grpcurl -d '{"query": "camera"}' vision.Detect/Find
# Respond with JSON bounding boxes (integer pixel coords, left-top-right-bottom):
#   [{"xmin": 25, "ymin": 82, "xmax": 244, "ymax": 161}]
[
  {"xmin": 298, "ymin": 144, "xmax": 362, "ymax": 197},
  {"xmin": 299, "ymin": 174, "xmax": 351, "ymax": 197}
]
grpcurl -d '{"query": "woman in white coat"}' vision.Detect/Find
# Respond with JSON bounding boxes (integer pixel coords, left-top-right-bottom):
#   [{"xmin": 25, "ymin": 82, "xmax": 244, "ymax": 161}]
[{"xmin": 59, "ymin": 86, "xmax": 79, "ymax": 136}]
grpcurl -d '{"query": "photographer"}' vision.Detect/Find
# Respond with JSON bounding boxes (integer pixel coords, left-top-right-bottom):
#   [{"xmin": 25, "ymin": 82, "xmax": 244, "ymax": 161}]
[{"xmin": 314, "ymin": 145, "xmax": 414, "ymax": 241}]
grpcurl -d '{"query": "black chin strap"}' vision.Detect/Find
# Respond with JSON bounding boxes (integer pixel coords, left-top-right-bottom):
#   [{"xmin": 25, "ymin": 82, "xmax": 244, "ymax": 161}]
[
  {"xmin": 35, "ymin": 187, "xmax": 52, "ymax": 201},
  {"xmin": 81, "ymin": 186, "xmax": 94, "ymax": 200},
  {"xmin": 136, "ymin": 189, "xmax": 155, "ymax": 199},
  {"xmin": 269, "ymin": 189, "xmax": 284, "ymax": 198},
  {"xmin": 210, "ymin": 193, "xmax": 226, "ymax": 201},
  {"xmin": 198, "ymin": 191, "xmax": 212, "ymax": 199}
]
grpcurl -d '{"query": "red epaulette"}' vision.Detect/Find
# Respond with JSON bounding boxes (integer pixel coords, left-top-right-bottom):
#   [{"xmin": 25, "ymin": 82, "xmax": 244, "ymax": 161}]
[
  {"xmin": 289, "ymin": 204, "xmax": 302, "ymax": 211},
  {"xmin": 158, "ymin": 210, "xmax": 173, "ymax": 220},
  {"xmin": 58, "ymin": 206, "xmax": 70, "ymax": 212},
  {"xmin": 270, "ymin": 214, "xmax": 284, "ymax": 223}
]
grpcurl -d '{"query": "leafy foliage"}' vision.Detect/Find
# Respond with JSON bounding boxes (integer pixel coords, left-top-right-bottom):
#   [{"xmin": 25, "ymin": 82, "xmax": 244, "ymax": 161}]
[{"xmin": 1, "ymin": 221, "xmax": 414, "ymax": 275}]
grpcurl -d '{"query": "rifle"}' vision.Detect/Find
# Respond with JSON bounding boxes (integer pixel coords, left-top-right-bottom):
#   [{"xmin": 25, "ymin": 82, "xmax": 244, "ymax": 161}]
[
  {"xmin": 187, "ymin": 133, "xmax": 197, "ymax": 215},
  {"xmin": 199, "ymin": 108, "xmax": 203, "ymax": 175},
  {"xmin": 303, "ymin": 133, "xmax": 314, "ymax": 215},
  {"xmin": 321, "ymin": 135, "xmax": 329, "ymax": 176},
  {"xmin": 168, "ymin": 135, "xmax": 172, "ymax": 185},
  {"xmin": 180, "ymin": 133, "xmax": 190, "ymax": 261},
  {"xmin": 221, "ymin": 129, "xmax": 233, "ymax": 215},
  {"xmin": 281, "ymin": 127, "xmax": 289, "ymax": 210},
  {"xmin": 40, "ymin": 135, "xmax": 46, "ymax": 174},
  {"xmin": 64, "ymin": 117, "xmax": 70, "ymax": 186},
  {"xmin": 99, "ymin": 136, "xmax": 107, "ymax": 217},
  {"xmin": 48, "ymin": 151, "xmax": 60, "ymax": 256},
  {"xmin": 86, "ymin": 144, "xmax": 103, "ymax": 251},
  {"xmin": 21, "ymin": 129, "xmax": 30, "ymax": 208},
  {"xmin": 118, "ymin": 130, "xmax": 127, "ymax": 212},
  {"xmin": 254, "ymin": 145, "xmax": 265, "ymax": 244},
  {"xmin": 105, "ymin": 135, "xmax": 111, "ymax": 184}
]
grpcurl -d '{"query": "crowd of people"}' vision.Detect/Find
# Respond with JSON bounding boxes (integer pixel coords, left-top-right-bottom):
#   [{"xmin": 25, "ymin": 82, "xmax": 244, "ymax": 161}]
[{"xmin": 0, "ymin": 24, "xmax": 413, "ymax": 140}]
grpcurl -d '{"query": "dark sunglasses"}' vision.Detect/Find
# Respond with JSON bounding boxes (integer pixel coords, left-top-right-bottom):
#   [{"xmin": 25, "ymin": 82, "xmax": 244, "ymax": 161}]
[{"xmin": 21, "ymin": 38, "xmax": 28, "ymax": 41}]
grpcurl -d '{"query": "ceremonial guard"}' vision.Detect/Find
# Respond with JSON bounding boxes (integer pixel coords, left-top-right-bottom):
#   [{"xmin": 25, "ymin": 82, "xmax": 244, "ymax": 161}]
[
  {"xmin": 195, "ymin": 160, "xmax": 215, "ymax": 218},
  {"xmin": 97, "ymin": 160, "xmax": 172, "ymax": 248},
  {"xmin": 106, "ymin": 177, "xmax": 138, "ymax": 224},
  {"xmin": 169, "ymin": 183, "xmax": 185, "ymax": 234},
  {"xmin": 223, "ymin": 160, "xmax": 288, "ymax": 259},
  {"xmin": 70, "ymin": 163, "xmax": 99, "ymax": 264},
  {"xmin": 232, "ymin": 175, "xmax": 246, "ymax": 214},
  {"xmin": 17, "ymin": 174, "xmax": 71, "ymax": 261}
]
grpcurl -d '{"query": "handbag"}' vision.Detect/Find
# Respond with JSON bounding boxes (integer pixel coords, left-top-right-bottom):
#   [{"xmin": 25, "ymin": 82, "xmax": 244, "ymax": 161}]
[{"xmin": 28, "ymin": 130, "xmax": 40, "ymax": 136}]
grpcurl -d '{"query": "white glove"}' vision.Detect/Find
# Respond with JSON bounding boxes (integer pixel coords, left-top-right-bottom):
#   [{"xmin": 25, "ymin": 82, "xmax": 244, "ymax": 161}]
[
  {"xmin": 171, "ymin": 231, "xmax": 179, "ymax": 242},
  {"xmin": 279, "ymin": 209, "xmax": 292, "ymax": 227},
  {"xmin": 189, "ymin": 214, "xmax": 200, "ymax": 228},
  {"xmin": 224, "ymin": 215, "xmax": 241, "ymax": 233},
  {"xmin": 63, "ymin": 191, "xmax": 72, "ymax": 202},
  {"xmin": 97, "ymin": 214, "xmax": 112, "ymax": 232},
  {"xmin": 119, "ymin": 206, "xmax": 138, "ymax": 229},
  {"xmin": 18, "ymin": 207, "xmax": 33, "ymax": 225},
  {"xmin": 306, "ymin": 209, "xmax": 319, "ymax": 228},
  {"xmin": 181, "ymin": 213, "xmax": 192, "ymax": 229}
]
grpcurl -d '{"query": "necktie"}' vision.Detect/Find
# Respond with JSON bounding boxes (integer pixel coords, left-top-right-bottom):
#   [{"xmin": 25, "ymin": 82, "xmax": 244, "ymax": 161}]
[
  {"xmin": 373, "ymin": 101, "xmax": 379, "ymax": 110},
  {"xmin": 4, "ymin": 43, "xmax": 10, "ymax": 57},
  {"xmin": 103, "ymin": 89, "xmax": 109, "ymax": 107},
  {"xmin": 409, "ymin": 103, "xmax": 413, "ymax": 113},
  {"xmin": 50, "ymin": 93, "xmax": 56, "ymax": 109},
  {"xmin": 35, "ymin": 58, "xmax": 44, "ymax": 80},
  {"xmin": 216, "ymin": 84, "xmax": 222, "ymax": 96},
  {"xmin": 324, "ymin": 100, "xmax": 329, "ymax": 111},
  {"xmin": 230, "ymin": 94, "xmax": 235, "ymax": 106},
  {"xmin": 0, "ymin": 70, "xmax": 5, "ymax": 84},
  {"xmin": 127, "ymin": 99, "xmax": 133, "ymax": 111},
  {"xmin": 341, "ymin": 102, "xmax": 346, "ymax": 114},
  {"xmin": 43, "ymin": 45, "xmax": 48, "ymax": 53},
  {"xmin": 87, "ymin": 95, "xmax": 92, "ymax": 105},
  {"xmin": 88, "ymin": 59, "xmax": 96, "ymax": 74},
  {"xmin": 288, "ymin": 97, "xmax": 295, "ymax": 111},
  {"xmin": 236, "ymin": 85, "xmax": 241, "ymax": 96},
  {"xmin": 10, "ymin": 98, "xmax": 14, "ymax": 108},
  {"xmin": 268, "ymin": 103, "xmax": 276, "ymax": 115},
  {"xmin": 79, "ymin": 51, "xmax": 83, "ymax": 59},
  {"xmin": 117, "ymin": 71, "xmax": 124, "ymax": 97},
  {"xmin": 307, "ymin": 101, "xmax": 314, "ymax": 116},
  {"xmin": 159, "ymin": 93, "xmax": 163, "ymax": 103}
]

━━━━━━━━━━━━━━━━━━━━

Task statement:
Among the records above, which lines hold the word "white"? Copy each one.

Reply:
grpcurl -d '{"query": "woman in white coat"}' vision.Detect/Find
grpcurl -d '{"query": "white glove"}' vision.Detect/Find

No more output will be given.